◆ Task directions
Add 63 to every coordinate in the answers, and give again every line, wording and answers alike, from the line with "One marker serves each instance of the green bush." through the end of the entries.

◆ Given data
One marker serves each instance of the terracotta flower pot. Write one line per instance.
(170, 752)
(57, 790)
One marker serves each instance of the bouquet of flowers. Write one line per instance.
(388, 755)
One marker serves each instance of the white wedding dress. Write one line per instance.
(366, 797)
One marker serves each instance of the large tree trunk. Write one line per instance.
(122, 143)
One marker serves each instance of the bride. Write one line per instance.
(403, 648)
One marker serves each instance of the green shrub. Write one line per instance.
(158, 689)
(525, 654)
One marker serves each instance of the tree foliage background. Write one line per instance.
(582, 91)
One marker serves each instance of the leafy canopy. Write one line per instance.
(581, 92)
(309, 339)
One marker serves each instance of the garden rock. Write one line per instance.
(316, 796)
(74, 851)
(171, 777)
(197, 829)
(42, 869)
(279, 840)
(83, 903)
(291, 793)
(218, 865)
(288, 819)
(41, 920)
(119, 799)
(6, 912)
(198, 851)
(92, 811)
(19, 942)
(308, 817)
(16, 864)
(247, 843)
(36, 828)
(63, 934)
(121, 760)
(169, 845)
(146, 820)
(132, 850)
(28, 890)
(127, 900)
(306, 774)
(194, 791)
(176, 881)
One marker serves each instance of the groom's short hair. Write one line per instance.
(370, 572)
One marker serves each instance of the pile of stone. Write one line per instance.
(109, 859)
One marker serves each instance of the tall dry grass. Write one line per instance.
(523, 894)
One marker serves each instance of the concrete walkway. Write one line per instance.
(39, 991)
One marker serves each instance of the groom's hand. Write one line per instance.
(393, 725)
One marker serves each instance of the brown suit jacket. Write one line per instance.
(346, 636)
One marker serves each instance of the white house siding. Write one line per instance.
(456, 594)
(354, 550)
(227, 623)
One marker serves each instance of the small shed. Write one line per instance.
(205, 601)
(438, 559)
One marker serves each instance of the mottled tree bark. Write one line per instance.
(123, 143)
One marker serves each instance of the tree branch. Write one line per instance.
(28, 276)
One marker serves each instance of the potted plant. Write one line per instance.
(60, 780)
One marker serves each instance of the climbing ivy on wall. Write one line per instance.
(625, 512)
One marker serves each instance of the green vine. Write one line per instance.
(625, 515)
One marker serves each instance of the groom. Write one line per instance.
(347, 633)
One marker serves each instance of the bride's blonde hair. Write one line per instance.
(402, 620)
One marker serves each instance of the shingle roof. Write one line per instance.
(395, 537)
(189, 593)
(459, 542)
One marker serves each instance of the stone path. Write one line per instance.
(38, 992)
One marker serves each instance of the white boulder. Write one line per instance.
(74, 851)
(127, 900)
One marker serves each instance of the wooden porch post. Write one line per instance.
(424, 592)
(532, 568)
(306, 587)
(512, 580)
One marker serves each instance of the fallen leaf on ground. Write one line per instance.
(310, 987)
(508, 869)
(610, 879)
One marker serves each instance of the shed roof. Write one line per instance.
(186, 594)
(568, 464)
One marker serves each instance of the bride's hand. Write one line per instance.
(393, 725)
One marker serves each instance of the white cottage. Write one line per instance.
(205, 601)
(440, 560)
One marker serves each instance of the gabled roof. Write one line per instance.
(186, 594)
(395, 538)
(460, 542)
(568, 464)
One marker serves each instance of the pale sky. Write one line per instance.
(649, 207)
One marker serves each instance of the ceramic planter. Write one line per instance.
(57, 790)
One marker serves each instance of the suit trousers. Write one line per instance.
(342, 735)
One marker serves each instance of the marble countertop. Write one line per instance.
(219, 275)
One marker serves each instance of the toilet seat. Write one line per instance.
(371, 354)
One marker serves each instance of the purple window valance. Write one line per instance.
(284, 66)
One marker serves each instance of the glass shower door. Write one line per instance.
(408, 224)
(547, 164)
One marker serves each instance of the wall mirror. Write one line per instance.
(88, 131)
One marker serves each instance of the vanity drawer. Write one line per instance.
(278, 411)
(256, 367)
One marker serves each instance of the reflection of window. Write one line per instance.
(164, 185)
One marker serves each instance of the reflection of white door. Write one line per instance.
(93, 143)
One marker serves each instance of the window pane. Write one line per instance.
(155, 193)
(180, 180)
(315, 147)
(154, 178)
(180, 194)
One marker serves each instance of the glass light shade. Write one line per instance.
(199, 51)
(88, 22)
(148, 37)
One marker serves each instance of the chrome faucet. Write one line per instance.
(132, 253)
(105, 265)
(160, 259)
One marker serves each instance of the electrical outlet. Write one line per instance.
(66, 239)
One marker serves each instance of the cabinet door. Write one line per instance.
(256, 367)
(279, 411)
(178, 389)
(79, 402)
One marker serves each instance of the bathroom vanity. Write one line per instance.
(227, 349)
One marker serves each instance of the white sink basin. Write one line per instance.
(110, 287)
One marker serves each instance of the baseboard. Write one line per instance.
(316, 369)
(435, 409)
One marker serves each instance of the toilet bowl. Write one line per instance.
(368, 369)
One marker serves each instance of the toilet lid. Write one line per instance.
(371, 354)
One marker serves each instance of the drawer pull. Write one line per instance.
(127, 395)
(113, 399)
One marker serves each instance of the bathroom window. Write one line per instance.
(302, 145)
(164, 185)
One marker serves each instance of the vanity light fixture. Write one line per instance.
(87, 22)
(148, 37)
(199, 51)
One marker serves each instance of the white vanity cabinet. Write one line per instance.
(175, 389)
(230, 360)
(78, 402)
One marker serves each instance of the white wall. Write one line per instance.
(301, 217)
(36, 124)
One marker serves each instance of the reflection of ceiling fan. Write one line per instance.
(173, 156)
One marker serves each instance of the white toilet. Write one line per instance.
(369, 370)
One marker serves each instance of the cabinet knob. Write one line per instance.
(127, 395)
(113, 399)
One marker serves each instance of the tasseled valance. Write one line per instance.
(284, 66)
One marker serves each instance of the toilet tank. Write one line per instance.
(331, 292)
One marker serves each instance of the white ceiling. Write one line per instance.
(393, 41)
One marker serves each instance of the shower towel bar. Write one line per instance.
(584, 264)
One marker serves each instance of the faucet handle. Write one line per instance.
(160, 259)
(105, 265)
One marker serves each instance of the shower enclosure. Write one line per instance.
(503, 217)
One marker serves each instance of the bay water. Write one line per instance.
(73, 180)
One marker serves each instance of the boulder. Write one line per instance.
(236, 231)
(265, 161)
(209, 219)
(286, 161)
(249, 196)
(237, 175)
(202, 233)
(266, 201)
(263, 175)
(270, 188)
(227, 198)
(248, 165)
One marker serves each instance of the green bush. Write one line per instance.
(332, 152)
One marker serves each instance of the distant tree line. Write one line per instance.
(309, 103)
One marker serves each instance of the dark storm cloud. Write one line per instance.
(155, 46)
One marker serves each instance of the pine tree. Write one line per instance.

◆ Output
One marker serves each instance of the green bush. Write one line per instance.
(395, 215)
One marker serves each instance of the distant tree line. Write one line per instance.
(372, 166)
One marker serves each instance of the dark storm cloud. Write one line per instance.
(218, 109)
One marker serves each instance of the pine tree. Write one line per instance.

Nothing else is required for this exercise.